• [Given data]
---*---
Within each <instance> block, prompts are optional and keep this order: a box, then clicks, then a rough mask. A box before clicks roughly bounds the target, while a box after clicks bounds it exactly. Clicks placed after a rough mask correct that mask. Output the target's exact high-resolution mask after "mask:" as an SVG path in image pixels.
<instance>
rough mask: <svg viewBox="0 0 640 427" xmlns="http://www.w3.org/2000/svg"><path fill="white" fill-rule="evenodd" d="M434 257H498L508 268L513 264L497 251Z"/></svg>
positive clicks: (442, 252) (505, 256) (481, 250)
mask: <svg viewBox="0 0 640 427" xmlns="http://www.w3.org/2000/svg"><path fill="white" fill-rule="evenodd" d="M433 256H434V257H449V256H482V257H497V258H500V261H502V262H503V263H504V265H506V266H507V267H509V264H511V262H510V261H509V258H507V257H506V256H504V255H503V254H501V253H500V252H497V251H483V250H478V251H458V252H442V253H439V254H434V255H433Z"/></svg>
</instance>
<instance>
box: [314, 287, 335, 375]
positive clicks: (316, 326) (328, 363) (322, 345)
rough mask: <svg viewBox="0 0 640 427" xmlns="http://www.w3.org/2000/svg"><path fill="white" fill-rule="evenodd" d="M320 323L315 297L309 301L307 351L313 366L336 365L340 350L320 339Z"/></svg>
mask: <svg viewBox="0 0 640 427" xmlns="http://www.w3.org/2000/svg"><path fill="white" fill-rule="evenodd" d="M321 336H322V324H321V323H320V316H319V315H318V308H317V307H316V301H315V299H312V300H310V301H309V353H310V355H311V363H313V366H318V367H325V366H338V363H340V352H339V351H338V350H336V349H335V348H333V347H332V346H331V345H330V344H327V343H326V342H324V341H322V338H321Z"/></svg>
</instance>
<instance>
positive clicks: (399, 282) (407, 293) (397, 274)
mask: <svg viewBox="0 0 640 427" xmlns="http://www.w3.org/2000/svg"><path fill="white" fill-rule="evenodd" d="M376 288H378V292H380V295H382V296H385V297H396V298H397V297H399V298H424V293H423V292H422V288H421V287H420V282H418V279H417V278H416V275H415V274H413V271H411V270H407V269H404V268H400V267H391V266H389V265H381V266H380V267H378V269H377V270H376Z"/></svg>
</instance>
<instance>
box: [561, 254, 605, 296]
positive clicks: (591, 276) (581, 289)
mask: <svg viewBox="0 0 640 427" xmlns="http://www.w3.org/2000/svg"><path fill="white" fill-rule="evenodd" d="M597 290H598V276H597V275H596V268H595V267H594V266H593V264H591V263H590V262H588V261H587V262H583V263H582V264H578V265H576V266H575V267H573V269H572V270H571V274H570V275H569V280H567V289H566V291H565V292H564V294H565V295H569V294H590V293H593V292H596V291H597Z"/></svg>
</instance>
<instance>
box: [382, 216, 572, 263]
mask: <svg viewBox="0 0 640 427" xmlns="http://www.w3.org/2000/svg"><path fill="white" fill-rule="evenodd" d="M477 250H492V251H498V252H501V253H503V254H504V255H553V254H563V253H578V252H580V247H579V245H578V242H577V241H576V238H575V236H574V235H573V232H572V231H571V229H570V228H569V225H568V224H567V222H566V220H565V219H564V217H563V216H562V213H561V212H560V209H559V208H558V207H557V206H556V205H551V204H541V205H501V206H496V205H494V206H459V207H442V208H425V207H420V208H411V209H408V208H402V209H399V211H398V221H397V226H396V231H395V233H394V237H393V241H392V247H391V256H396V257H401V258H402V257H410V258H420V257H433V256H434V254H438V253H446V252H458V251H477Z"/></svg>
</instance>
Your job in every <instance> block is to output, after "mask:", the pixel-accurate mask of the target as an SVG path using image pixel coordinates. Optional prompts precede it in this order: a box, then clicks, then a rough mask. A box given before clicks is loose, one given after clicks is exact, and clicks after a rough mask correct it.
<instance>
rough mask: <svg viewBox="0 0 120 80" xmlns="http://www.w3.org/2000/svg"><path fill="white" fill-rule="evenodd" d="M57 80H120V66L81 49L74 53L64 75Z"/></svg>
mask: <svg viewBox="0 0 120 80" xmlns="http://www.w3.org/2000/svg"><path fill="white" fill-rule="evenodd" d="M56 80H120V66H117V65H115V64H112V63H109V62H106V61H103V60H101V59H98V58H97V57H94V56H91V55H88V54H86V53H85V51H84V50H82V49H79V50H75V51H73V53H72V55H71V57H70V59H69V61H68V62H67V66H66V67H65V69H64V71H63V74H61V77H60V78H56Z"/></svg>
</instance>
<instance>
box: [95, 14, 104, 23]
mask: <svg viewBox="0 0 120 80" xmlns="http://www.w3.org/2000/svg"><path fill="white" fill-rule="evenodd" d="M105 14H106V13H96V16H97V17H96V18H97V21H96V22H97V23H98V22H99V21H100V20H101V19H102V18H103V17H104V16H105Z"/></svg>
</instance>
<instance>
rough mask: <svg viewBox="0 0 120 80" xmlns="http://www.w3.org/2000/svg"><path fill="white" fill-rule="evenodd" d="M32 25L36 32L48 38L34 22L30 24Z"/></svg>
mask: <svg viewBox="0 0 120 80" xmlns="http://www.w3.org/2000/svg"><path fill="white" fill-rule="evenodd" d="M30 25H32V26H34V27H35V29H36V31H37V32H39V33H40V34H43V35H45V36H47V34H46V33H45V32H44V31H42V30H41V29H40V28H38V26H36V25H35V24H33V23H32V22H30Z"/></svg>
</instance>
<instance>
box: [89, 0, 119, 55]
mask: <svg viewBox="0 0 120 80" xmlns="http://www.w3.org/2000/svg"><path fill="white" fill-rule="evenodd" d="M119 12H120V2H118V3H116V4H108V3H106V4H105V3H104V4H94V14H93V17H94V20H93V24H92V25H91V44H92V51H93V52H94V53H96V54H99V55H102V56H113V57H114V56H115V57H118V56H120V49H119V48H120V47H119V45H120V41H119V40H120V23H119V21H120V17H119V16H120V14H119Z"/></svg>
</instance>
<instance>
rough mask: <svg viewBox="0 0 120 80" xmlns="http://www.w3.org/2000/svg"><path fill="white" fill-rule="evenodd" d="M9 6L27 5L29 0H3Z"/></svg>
---*---
• [What you have to do] Could you repeat every record word for word?

• [Task result]
Within each <instance> block, prompts are optional and keep this order: a box, then clicks, then a rough mask. A box before clicks roughly bounds the target, while a box after clicks bounds it exactly. Clicks placed after a rough mask correct that mask. Output the target's exact high-resolution mask after "mask:" as an SVG path in image pixels.
<instance>
rough mask: <svg viewBox="0 0 640 427" xmlns="http://www.w3.org/2000/svg"><path fill="white" fill-rule="evenodd" d="M434 257H498L508 268L513 264L497 251Z"/></svg>
positive clicks: (442, 252) (505, 256) (481, 250)
mask: <svg viewBox="0 0 640 427" xmlns="http://www.w3.org/2000/svg"><path fill="white" fill-rule="evenodd" d="M433 256H434V257H449V256H482V257H497V258H500V261H502V262H503V263H504V265H506V266H507V267H509V264H511V262H510V261H509V258H507V257H506V256H504V255H503V254H501V253H500V252H497V251H483V250H478V251H458V252H442V253H439V254H434V255H433Z"/></svg>
</instance>
<instance>
box: [314, 287, 335, 375]
positive clicks: (316, 326) (328, 363) (322, 345)
rough mask: <svg viewBox="0 0 640 427" xmlns="http://www.w3.org/2000/svg"><path fill="white" fill-rule="evenodd" d="M320 323L315 297L309 301L307 351L313 366L336 365L340 350L320 339Z"/></svg>
mask: <svg viewBox="0 0 640 427" xmlns="http://www.w3.org/2000/svg"><path fill="white" fill-rule="evenodd" d="M321 336H322V324H321V323H320V316H319V315H318V308H317V307H316V301H315V299H312V300H310V301H309V353H310V355H311V363H313V366H318V367H325V366H338V363H340V352H339V351H338V350H336V349H335V348H333V347H332V346H331V345H330V344H327V343H326V342H324V341H322V338H321Z"/></svg>
</instance>
<instance>
positive clicks: (399, 282) (407, 293) (397, 274)
mask: <svg viewBox="0 0 640 427" xmlns="http://www.w3.org/2000/svg"><path fill="white" fill-rule="evenodd" d="M376 288H378V292H380V295H382V296H385V297H396V298H397V297H399V298H424V293H423V292H422V288H421V287H420V282H418V279H417V278H416V275H415V274H413V271H411V270H407V269H404V268H400V267H391V266H389V265H381V266H380V267H378V269H377V270H376Z"/></svg>
</instance>
<instance>
box: [561, 254, 605, 296]
positive clicks: (591, 276) (581, 289)
mask: <svg viewBox="0 0 640 427" xmlns="http://www.w3.org/2000/svg"><path fill="white" fill-rule="evenodd" d="M597 290H598V276H597V275H596V268H595V267H594V266H593V264H591V263H590V262H588V261H587V262H583V263H582V264H578V265H576V266H575V267H573V269H572V270H571V274H570V275H569V280H567V289H566V291H565V292H564V294H565V295H569V294H590V293H593V292H596V291H597Z"/></svg>
</instance>
<instance>
box: [382, 216, 572, 263]
mask: <svg viewBox="0 0 640 427" xmlns="http://www.w3.org/2000/svg"><path fill="white" fill-rule="evenodd" d="M477 250H492V251H498V252H501V253H503V254H504V255H553V254H563V253H578V252H580V247H579V245H578V242H577V241H576V238H575V236H574V235H573V232H572V231H571V229H570V228H569V225H568V224H567V222H566V220H565V219H564V217H563V216H562V213H561V212H560V209H559V208H558V207H557V206H556V205H551V204H541V205H501V206H496V205H494V206H459V207H442V208H425V207H420V208H411V209H408V208H402V209H399V211H398V221H397V226H396V231H395V233H394V237H393V241H392V247H391V256H396V257H401V258H402V257H410V258H420V257H433V256H434V254H438V253H446V252H458V251H477Z"/></svg>
</instance>
Your job in every <instance> block is to output, after "mask:", the pixel-accurate mask of the target as an SVG path using image pixel coordinates. Optional prompts precede it in this order: a box, then clicks, then a rough mask. A box given before clicks is loose, one given after clicks is exact, and clicks after a rough mask correct it.
<instance>
rough mask: <svg viewBox="0 0 120 80" xmlns="http://www.w3.org/2000/svg"><path fill="white" fill-rule="evenodd" d="M57 80H120V66L81 49L74 53L64 75Z"/></svg>
mask: <svg viewBox="0 0 120 80" xmlns="http://www.w3.org/2000/svg"><path fill="white" fill-rule="evenodd" d="M56 80H120V66H117V65H115V64H112V63H109V62H106V61H103V60H101V59H98V58H97V57H94V56H91V55H88V54H86V53H85V51H84V50H82V49H79V50H75V51H73V53H72V55H71V57H70V59H69V61H68V62H67V66H66V67H65V69H64V71H63V74H61V77H60V78H56Z"/></svg>
</instance>
<instance>
box: [95, 14, 104, 23]
mask: <svg viewBox="0 0 120 80" xmlns="http://www.w3.org/2000/svg"><path fill="white" fill-rule="evenodd" d="M105 14H106V13H96V16H97V17H96V18H97V21H96V22H97V23H98V22H99V21H100V20H101V19H102V18H103V17H104V16H105Z"/></svg>
</instance>
<instance>
rough mask: <svg viewBox="0 0 120 80" xmlns="http://www.w3.org/2000/svg"><path fill="white" fill-rule="evenodd" d="M32 25L36 32L48 38L34 22L30 24Z"/></svg>
mask: <svg viewBox="0 0 120 80" xmlns="http://www.w3.org/2000/svg"><path fill="white" fill-rule="evenodd" d="M30 25H32V26H34V27H35V29H36V31H37V32H39V33H40V34H43V35H45V36H47V34H46V33H45V32H44V31H42V30H41V29H40V28H38V26H36V25H35V24H33V23H32V22H30Z"/></svg>
</instance>
<instance>
box: [89, 0, 119, 55]
mask: <svg viewBox="0 0 120 80" xmlns="http://www.w3.org/2000/svg"><path fill="white" fill-rule="evenodd" d="M119 12H120V2H118V3H116V4H108V3H106V4H105V3H104V4H94V14H93V17H94V20H93V24H92V25H91V44H92V51H93V52H94V53H96V54H99V55H102V56H113V57H114V56H115V57H118V56H120V49H119V48H120V47H119V45H120V41H119V40H120V23H119V21H120V17H119V16H120V14H119Z"/></svg>
</instance>
<instance>
rough mask: <svg viewBox="0 0 120 80" xmlns="http://www.w3.org/2000/svg"><path fill="white" fill-rule="evenodd" d="M9 6L27 5L29 0H3Z"/></svg>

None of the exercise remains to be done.